#### Required action 1
Quote each sentence in the text on plants toxic to cats that contains the word "toxic."
#### Required action 2
Rewrite the text on plants toxic to cats, starting with "Spring is here, which" and going on through "resources at the ASPCA website.", with "household" changed to "indoor".

##### Source text

Spring is here, which means there’s a whole world of blooming plants and flowers that our feline friends can’t resist. Unfortunately many common household and landscaping plants are toxic and potentially fatal when ingested.  In this post, we’ll talk about some of the more toxic plants and flowers, but you can find a complete list and excellent resources at the ASPCA website.

Some toxic plants cause a mild reaction which may include vomiting or diarrhea, but will usually resolve on its own or with mild treatment. In this list we’ll discuss the top toxic plants that have some of the most severe reactions in cats to help you be more conscious of what might be lurking in your yard or even your house.

##########
##### Source information

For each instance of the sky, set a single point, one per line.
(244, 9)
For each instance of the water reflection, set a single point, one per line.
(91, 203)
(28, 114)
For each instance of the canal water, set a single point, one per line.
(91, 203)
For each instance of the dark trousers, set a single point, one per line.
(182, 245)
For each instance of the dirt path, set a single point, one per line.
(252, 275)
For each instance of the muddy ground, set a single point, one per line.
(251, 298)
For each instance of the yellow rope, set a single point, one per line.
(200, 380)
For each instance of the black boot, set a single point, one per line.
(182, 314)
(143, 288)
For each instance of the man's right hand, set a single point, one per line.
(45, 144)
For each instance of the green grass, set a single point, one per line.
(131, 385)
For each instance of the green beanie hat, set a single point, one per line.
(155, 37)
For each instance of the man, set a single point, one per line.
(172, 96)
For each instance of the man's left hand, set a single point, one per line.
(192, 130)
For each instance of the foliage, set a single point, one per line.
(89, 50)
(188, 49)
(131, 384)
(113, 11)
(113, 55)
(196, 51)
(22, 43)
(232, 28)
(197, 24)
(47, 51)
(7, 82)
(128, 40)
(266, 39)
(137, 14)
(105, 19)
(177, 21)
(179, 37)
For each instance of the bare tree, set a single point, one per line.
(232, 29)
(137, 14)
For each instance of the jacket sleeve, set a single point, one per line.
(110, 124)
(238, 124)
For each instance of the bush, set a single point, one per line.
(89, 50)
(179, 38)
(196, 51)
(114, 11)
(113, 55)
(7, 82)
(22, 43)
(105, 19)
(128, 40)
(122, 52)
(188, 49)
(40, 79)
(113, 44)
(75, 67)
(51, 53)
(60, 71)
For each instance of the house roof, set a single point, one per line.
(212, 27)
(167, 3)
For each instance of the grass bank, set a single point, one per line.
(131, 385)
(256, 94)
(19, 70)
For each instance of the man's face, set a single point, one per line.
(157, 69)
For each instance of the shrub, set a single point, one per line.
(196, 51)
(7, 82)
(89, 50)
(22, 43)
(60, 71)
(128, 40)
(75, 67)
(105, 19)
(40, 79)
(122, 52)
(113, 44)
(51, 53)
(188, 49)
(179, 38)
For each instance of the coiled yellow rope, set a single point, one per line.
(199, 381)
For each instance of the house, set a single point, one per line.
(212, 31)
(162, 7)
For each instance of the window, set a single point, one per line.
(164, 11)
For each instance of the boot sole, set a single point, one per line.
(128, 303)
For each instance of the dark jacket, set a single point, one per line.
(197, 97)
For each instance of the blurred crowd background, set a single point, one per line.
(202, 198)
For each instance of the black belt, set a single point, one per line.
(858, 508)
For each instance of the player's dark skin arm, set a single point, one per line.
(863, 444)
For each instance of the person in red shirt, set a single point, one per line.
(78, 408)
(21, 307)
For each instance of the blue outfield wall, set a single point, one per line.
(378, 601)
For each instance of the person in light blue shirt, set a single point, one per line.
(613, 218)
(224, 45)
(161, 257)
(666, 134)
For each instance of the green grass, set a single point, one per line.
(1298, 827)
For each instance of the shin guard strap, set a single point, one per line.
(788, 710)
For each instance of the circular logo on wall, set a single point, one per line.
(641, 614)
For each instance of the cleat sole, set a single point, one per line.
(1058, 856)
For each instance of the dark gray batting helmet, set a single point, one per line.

##########

#### Written response 1
- Unfortunately many common household and landscaping plants are toxic and potentially fatal when ingested.
- In this post, we’ll talk about some of the more toxic plants and flowers, but you can find a complete list and excellent resources at the ASPCA website.
- Some toxic plants cause a mild reaction which may include vomiting or diarrhea, but will usually resolve on its own or with mild treatment.
- In this list we’ll discuss the top toxic plants that have some of the most severe reactions in cats to help you be more conscious of what might be lurking in your yard or even your house.

#### Written response 2
Spring is here, which means there’s a whole world of blooming plants and flowers that our feline friends can’t resist. Unfortunately many common indoor and landscaping plants are toxic and potentially fatal when ingested.  In this post, we’ll talk about some of the more toxic plants and flowers, but you can find a complete list and excellent resources at the ASPCA website.